Outline labeling records:
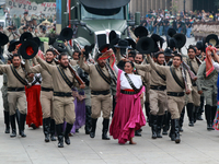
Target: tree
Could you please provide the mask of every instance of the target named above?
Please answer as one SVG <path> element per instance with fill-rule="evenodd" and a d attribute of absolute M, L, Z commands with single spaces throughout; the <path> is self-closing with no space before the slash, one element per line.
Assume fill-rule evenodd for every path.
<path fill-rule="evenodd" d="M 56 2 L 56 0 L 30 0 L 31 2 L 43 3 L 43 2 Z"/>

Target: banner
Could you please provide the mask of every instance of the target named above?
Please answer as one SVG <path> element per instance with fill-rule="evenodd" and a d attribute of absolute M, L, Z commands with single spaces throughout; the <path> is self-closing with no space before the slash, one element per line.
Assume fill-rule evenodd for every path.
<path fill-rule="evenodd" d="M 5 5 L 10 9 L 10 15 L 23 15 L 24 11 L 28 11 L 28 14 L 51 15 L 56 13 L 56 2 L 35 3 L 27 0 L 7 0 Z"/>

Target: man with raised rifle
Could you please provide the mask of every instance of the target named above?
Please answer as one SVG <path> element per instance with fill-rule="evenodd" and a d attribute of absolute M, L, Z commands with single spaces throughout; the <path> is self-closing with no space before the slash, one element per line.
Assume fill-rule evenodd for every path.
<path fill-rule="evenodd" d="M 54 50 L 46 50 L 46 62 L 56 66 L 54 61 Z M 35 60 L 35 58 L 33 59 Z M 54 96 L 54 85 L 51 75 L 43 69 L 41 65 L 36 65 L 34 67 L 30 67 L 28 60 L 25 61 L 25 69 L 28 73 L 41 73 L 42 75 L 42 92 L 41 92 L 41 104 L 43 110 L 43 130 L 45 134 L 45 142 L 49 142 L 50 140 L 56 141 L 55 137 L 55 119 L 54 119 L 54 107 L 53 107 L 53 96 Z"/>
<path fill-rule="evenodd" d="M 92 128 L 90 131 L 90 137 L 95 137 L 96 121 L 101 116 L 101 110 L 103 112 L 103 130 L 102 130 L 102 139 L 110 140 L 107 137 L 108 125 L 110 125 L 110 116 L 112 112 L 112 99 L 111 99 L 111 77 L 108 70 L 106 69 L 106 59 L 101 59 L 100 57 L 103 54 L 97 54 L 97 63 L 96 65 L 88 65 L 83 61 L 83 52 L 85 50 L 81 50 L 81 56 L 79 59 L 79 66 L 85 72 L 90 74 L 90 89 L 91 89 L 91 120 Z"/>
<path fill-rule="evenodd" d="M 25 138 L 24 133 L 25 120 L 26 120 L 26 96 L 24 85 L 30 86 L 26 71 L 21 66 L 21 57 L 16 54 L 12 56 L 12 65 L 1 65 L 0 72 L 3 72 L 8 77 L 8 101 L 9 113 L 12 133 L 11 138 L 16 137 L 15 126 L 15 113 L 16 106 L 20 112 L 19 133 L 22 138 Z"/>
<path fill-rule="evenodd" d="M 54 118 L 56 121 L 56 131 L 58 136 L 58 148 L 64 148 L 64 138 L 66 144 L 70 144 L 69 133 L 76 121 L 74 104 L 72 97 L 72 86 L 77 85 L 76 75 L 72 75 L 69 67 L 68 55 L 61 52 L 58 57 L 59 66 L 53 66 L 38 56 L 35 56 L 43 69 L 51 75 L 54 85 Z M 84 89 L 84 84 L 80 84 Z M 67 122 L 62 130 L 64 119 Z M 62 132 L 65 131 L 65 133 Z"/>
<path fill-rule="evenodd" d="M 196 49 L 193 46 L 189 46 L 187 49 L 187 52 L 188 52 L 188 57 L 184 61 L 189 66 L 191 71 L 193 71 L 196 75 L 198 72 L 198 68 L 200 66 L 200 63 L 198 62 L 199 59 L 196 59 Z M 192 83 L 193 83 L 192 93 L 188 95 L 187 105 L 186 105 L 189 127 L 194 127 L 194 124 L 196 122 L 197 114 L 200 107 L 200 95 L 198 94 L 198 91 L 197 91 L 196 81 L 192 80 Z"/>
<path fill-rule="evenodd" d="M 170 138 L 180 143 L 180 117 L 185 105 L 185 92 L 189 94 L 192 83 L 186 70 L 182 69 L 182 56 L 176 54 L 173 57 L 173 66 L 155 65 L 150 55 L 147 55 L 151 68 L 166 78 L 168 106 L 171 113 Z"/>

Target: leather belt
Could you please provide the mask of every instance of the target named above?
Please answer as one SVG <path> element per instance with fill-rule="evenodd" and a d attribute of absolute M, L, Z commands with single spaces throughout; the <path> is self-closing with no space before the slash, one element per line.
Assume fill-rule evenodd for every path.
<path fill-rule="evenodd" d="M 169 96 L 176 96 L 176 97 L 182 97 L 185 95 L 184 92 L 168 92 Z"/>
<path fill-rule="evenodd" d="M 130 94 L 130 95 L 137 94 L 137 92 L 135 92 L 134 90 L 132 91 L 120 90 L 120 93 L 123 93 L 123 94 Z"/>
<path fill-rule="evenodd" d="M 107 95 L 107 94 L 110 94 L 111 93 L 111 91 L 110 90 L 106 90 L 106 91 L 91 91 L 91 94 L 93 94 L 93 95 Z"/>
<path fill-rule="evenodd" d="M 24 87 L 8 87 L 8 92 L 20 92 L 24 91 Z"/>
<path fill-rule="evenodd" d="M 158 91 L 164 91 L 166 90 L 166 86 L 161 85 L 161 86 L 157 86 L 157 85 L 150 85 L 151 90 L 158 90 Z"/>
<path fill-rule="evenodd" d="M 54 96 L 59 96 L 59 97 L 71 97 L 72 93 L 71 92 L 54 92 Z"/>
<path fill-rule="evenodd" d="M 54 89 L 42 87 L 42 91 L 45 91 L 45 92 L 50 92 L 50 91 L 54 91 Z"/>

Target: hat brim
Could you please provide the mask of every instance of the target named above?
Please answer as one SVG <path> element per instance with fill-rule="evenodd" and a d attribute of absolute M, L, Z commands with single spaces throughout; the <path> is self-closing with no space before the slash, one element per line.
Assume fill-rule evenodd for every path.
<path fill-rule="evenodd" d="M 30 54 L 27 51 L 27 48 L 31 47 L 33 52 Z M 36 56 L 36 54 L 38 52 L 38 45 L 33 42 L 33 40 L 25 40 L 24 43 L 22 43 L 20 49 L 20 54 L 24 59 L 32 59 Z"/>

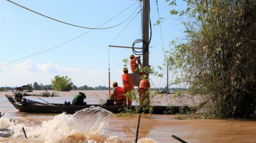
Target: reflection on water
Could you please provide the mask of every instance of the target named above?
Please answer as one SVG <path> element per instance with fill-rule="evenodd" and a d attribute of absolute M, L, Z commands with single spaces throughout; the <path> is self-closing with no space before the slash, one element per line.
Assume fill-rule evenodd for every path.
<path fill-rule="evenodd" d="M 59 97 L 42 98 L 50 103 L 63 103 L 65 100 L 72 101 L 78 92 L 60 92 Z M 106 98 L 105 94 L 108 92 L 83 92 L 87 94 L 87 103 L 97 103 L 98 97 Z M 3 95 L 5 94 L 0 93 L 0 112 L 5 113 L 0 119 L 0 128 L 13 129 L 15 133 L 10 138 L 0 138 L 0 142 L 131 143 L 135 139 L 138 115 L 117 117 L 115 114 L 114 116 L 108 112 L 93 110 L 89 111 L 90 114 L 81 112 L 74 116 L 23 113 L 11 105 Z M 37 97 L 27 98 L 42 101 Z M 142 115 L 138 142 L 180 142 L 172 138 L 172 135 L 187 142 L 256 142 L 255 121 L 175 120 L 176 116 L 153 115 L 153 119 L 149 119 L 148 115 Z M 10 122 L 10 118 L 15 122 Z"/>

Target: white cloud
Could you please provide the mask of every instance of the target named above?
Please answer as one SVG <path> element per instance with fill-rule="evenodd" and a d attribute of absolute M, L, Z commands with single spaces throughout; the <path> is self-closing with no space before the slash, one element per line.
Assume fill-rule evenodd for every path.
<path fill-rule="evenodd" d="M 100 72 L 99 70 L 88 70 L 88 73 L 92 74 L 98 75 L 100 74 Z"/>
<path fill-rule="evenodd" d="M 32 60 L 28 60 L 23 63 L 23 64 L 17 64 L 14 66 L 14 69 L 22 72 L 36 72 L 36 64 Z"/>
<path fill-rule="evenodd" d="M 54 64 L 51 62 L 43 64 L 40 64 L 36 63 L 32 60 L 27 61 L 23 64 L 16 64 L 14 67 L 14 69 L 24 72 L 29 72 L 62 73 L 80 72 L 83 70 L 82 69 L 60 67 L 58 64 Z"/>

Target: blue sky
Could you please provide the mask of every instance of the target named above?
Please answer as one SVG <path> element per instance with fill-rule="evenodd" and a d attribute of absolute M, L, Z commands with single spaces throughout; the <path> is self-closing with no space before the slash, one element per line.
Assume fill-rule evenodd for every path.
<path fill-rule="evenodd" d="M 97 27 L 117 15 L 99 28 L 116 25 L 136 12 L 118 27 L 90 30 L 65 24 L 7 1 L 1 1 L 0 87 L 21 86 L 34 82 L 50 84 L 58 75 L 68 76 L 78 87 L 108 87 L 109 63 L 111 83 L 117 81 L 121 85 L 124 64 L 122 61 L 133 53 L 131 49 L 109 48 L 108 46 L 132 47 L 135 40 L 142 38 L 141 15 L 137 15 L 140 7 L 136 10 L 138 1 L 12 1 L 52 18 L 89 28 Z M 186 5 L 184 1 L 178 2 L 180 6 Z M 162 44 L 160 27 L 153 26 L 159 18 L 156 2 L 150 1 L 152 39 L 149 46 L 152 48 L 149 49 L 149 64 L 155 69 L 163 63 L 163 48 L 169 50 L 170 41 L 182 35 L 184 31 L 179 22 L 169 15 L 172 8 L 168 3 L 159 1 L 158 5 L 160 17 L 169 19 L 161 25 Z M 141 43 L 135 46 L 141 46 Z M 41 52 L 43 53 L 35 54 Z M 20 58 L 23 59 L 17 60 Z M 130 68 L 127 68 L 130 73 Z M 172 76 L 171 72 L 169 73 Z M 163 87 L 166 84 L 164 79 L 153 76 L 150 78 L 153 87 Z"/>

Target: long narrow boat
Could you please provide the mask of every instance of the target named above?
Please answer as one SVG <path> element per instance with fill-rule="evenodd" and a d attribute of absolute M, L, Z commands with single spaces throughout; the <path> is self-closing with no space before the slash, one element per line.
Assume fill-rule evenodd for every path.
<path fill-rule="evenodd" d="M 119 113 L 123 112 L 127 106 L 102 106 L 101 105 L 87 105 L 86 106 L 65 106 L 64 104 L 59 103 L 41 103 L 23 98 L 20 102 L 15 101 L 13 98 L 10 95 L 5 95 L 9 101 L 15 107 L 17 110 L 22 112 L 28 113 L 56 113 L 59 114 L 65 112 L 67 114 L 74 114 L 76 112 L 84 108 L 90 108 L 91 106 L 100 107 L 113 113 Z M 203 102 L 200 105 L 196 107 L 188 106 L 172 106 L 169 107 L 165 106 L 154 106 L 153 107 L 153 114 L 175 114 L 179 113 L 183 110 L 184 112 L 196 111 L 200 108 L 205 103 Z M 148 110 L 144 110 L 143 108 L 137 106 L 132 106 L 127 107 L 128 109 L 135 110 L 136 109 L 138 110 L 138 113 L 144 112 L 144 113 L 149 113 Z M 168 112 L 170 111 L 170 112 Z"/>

==

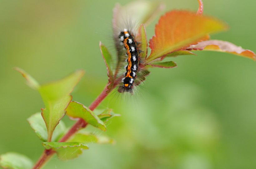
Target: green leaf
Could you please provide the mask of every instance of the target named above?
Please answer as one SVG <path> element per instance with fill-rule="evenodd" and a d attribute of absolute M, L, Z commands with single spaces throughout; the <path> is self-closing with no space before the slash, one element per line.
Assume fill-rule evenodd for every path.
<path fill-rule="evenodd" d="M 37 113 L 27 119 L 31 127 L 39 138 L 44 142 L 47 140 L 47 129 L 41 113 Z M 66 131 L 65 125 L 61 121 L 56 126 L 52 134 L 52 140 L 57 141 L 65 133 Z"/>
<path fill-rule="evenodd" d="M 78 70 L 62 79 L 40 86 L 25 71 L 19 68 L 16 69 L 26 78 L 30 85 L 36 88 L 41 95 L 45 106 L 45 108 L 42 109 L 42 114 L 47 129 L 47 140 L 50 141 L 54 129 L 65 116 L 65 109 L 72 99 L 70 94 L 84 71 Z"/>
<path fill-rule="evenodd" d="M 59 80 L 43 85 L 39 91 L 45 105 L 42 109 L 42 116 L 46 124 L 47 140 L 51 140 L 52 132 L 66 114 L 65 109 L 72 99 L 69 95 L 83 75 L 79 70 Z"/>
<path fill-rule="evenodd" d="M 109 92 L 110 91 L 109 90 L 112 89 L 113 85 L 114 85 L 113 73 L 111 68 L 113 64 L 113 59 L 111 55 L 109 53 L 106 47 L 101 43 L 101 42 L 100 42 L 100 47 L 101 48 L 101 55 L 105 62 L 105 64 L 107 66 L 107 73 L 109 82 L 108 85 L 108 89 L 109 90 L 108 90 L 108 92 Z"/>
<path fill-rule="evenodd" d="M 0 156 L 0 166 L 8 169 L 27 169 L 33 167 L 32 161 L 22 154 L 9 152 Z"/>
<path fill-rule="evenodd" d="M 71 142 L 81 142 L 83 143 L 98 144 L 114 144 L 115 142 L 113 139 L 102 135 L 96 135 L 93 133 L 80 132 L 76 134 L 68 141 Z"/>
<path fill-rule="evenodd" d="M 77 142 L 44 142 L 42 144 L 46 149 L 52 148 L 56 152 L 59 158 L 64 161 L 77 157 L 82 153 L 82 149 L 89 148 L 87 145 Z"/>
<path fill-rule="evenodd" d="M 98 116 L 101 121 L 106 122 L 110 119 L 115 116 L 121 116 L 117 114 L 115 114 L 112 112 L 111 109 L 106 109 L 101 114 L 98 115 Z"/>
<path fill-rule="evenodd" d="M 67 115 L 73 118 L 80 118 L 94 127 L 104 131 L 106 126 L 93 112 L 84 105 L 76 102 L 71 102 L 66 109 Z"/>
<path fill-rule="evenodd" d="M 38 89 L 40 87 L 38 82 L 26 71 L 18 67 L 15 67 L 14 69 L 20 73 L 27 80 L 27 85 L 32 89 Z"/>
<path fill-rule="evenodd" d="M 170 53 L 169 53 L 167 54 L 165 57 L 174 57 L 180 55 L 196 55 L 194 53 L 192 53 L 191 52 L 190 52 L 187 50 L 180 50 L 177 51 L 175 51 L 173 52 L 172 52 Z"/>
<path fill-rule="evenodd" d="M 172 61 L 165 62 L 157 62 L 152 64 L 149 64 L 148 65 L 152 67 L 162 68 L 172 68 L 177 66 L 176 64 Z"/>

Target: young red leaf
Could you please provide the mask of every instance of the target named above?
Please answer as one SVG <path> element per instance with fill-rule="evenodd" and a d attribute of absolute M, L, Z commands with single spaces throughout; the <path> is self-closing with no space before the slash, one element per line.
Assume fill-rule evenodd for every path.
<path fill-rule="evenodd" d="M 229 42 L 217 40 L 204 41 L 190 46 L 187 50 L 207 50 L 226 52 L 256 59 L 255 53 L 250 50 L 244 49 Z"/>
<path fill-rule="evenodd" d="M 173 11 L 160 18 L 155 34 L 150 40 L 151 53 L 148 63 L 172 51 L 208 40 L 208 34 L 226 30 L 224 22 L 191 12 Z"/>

▶ **WHAT YOU ARE ASKED TO DO**
Rewrite the records starting at the line containing "Target: hat brim" and ending at the line containing "30 54 L 27 51", keeping the request lines as they are. In the answer outline, multiply every coordinate by 0.35 and round each result to the nearest whole number, rounding halves up.

▶ **WRITTEN SOLUTION**
Target: hat brim
Could you please provide the mask of every instance of the target named above?
Please answer as one SVG <path> element per instance with fill-rule="evenodd" and a d attribute of absolute M, L, Z commands with single spaces throughout; the <path> is self-closing with no space before the slash, one element per line.
Assume fill-rule evenodd for every path.
<path fill-rule="evenodd" d="M 11 19 L 9 18 L 9 17 L 11 16 L 12 18 Z M 13 20 L 13 19 L 13 18 L 13 16 L 12 15 L 12 14 L 9 14 L 8 15 L 8 15 L 7 17 L 7 19 L 8 21 L 11 21 Z"/>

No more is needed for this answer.